§ **REQUIRED WORK**:
From the lines below, pick out and copy unchanged every line that contains the string "ladybug".

****************************************

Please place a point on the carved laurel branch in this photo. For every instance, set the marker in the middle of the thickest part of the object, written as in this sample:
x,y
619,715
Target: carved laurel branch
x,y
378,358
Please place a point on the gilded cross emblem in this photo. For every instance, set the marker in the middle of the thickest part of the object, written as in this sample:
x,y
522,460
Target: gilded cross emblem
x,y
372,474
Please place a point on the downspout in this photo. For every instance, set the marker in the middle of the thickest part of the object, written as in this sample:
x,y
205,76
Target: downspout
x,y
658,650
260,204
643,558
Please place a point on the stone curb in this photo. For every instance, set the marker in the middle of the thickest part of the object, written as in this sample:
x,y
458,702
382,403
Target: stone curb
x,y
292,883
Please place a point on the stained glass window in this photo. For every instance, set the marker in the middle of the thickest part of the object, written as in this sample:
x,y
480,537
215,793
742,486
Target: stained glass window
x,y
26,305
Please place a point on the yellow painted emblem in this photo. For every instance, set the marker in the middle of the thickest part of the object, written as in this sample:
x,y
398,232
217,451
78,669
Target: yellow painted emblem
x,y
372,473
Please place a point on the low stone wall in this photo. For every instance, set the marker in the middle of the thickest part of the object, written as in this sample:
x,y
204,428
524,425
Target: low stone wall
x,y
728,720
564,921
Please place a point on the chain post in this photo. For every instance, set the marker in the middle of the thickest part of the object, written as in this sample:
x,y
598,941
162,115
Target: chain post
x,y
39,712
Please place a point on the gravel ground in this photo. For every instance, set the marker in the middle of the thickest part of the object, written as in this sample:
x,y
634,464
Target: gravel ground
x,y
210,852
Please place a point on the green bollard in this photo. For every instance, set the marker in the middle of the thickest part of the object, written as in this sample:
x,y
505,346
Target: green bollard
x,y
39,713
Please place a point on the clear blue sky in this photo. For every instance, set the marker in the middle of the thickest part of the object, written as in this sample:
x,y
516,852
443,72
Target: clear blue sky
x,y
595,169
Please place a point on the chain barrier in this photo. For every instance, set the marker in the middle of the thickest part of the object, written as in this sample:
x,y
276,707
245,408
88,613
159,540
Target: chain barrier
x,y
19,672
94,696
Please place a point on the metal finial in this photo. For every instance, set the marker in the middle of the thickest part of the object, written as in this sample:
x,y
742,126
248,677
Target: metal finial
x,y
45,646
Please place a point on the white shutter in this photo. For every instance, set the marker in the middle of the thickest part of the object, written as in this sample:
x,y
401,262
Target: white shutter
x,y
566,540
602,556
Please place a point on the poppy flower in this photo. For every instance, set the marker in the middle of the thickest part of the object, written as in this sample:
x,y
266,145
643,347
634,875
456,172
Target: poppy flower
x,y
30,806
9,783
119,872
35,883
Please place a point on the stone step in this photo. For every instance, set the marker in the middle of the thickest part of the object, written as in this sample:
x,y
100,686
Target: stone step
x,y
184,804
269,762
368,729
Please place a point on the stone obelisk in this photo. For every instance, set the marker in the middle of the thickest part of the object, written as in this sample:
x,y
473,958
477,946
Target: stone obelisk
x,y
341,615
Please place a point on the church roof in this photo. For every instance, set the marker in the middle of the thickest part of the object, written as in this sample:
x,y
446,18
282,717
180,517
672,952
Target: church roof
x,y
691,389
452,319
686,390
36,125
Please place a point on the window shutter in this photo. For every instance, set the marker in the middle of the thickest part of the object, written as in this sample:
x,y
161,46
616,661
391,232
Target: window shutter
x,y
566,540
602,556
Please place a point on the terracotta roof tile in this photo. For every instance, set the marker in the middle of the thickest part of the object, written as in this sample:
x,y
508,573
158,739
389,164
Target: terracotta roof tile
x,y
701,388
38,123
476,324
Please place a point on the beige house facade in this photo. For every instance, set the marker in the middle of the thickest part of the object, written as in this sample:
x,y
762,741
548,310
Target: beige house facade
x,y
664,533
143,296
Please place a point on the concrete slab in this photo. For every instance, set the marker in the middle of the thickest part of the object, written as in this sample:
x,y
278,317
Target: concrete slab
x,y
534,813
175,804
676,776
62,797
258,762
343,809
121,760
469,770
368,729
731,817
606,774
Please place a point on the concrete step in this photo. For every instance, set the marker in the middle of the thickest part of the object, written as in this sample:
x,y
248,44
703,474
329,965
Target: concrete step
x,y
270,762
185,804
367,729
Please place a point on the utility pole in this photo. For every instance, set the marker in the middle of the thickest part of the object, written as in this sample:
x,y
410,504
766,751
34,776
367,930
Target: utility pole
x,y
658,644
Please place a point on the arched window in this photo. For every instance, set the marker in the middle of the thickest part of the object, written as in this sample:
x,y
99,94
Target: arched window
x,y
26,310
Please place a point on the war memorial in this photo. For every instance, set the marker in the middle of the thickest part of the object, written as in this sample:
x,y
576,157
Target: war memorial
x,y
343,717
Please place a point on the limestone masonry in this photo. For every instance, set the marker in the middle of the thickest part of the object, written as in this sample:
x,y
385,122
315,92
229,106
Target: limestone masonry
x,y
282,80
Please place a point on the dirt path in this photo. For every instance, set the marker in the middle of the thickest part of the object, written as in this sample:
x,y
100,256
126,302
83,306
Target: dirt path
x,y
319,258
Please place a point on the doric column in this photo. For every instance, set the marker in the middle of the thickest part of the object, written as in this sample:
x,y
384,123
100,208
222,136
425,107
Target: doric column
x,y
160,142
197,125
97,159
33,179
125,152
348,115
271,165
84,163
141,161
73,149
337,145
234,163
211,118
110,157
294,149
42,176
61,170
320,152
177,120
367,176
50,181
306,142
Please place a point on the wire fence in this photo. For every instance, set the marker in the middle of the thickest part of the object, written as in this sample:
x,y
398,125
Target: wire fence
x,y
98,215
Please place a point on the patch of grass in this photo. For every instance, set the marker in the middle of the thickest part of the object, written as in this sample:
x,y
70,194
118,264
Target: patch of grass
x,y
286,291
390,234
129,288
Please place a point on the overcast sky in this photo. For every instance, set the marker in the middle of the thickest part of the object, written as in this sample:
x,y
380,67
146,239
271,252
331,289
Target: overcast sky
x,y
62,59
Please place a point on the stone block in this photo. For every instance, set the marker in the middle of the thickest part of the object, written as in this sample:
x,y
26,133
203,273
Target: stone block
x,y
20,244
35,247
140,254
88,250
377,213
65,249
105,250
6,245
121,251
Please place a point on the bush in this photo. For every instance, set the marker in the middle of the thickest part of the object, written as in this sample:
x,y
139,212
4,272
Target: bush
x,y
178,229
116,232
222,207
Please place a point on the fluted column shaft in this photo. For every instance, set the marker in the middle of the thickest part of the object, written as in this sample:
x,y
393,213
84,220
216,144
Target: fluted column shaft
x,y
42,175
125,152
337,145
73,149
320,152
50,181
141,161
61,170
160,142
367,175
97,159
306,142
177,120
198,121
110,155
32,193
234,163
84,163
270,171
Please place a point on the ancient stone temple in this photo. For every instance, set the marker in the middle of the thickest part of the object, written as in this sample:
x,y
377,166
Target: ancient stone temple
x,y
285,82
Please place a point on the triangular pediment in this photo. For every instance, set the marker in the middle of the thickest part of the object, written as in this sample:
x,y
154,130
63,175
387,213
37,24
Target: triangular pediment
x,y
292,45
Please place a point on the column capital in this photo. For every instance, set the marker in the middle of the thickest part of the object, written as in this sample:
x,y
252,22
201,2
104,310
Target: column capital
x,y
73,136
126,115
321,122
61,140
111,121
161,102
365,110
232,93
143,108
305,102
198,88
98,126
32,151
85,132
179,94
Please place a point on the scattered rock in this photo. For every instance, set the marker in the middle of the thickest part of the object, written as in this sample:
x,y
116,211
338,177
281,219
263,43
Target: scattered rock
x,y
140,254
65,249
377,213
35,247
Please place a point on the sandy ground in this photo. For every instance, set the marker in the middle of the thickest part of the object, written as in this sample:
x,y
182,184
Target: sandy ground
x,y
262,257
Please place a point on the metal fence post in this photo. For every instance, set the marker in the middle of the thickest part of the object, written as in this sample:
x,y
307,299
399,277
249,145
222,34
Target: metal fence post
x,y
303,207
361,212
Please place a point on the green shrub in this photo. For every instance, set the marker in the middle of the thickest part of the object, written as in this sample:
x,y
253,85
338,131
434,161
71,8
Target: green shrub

****************************************

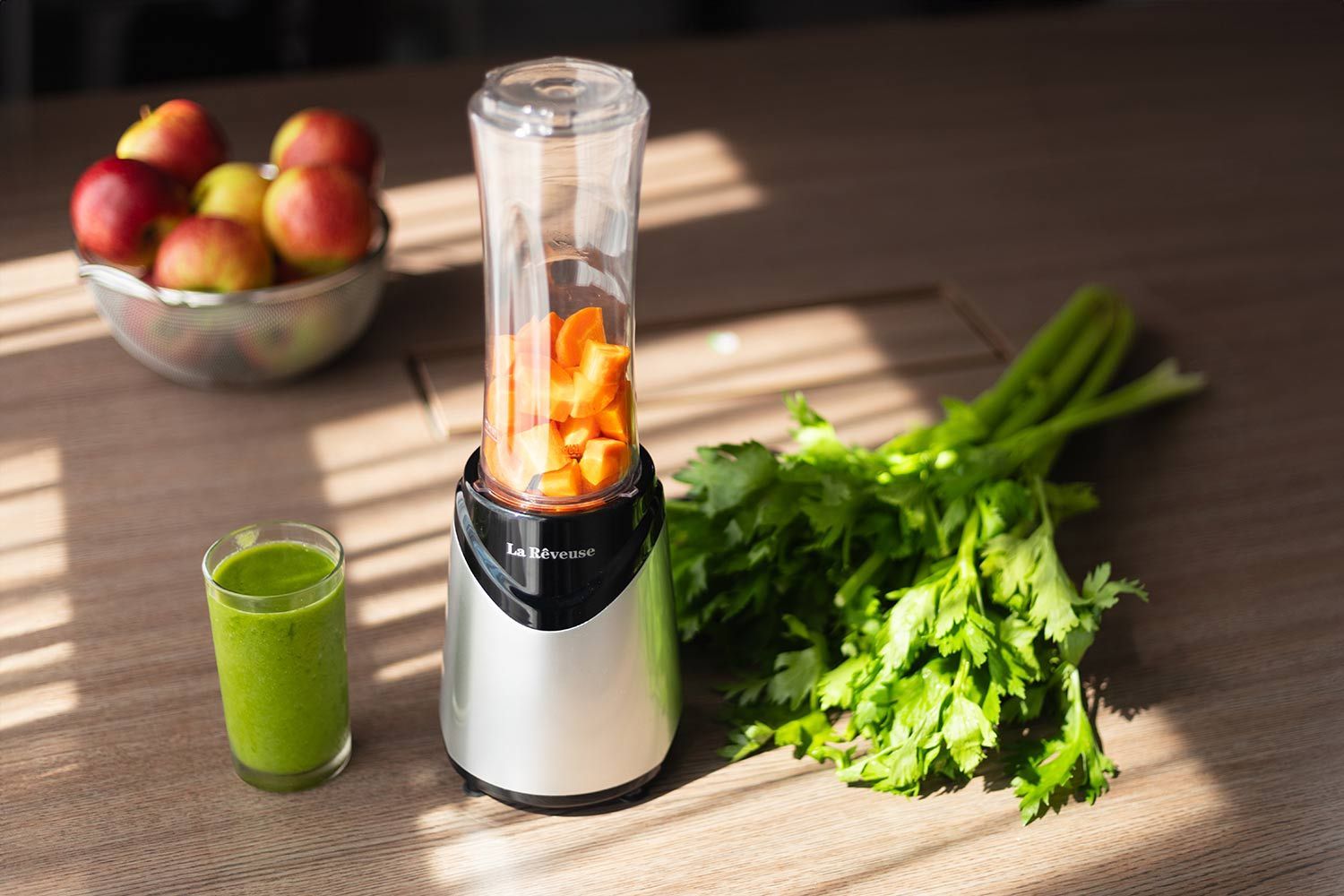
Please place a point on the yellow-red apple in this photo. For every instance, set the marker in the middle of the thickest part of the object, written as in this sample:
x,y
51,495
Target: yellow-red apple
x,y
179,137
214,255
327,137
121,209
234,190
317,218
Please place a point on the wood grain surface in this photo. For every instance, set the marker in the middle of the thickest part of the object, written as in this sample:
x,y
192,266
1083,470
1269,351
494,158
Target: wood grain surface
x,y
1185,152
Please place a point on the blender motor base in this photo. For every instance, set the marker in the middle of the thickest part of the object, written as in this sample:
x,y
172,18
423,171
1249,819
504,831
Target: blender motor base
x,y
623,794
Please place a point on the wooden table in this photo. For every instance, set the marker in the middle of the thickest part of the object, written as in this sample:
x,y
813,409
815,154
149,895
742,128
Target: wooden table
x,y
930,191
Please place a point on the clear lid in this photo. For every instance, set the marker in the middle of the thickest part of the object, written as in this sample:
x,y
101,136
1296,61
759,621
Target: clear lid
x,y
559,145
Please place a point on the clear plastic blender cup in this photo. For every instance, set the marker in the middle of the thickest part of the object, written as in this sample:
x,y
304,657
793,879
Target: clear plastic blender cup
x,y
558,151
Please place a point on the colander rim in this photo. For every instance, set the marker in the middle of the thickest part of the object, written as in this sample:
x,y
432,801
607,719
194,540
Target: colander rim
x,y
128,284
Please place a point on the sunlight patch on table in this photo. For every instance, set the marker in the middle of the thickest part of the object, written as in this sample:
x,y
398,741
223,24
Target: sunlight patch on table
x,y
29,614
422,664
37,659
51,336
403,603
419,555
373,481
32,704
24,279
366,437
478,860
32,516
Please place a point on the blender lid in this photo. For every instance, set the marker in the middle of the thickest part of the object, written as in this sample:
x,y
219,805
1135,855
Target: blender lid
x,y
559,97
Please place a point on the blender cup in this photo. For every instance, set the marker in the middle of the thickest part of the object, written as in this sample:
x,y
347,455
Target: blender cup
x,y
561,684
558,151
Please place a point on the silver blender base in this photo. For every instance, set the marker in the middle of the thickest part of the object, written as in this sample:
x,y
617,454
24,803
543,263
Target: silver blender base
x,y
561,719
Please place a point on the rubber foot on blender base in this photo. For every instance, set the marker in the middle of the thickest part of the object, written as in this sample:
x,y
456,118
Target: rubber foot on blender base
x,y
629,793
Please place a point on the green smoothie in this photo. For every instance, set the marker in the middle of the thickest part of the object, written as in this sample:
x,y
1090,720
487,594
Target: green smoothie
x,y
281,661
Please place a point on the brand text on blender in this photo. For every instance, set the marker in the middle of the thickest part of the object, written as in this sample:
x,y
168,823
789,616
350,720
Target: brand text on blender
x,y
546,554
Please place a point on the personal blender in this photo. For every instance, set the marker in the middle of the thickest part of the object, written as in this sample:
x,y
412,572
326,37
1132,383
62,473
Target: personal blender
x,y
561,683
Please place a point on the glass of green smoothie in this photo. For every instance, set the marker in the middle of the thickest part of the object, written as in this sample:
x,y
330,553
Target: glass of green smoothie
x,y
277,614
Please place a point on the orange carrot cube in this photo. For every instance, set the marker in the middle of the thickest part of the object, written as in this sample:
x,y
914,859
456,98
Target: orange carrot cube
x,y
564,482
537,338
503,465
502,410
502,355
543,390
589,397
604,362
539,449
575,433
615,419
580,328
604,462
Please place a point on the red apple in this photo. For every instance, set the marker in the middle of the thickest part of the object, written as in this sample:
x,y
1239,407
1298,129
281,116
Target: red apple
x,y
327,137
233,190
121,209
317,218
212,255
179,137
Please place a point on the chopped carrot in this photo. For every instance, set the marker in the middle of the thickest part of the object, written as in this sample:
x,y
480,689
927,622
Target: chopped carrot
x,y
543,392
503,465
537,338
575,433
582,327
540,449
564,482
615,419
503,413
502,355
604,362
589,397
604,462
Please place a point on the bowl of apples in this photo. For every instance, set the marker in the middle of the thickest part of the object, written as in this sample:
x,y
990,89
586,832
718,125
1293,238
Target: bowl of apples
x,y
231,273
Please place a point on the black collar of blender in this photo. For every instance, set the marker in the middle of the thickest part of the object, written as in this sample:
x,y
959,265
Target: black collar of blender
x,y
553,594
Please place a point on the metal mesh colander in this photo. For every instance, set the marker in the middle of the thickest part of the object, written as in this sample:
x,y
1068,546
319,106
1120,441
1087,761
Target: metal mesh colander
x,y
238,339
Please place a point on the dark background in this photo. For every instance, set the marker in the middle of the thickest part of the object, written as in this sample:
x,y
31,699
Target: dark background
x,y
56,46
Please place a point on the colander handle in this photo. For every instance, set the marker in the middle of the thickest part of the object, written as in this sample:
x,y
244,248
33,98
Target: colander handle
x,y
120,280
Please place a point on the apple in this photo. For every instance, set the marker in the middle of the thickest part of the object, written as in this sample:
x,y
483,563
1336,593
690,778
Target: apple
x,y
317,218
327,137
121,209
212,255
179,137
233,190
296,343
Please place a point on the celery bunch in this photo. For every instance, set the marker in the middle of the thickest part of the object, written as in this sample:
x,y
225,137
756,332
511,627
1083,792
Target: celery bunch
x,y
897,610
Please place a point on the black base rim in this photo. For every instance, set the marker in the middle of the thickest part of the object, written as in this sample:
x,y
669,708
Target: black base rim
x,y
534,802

****************************************

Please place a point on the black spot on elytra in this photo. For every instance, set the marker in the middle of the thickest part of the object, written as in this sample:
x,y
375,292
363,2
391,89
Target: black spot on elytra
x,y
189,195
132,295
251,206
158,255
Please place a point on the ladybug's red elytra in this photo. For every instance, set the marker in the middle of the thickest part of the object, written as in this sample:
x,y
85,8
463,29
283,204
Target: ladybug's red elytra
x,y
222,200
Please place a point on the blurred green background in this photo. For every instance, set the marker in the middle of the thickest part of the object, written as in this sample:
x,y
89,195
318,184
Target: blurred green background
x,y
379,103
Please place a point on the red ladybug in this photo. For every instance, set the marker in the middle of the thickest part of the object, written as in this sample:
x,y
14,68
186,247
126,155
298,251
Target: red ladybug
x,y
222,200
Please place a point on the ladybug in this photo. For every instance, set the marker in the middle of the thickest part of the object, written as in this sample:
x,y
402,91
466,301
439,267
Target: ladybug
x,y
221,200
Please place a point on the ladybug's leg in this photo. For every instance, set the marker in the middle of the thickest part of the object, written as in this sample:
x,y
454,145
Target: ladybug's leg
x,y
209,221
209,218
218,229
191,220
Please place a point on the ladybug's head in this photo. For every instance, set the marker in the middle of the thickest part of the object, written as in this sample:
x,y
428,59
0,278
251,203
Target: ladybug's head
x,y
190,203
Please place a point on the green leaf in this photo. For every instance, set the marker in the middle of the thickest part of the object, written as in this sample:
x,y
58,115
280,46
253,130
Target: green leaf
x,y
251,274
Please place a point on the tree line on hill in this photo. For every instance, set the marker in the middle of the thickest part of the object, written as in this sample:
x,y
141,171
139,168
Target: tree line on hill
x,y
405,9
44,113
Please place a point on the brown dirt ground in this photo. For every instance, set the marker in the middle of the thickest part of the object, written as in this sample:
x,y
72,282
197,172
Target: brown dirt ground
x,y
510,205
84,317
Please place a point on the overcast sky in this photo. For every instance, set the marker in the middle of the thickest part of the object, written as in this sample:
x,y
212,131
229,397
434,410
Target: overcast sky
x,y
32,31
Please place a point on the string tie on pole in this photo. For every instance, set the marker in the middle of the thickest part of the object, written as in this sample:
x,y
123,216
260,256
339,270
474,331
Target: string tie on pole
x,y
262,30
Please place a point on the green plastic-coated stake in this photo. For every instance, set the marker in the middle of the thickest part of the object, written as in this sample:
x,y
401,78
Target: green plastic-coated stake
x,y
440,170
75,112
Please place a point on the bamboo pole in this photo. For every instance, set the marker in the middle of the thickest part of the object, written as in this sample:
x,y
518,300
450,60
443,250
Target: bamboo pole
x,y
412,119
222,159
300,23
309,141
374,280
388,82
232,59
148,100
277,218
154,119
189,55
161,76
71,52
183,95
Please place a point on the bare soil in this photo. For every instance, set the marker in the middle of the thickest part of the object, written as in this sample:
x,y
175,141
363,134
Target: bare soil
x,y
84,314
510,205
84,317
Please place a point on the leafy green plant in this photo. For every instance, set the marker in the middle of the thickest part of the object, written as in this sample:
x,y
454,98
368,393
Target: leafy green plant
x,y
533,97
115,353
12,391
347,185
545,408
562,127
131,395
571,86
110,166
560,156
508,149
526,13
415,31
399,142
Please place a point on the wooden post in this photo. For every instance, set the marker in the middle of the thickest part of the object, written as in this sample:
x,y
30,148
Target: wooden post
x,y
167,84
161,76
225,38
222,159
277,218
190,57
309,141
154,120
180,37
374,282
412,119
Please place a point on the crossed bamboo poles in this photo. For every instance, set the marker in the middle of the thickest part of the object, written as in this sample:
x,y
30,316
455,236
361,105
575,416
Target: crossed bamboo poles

****************************************

§ **COMPLETE RESPONSE**:
Please place a point on the ladybug's red elytra in this photo. For every instance, set the marker in the middle of the thickest part of the object, written as in this sample:
Target: ladybug's red elytra
Please place a point on the red ladybug in this photo. For every instance, set the marker in the middle of the thickest part of the object, written as in this sample:
Target: red ladybug
Please place a point on the ladybug in this photo. For every instance, set the marker in the middle of the thickest part of the object, written as in this sample:
Target: ladybug
Please place a point on the ladybug's leg in this photo. For every instance, set the marker in the middle of the thickest part of the object, written as in this sample:
Target: ladybug's leg
Please place a point on the ladybug's head in this photo. For every instance, set the marker in the middle of the thickest part of the object, written as in this sample:
Target: ladybug's head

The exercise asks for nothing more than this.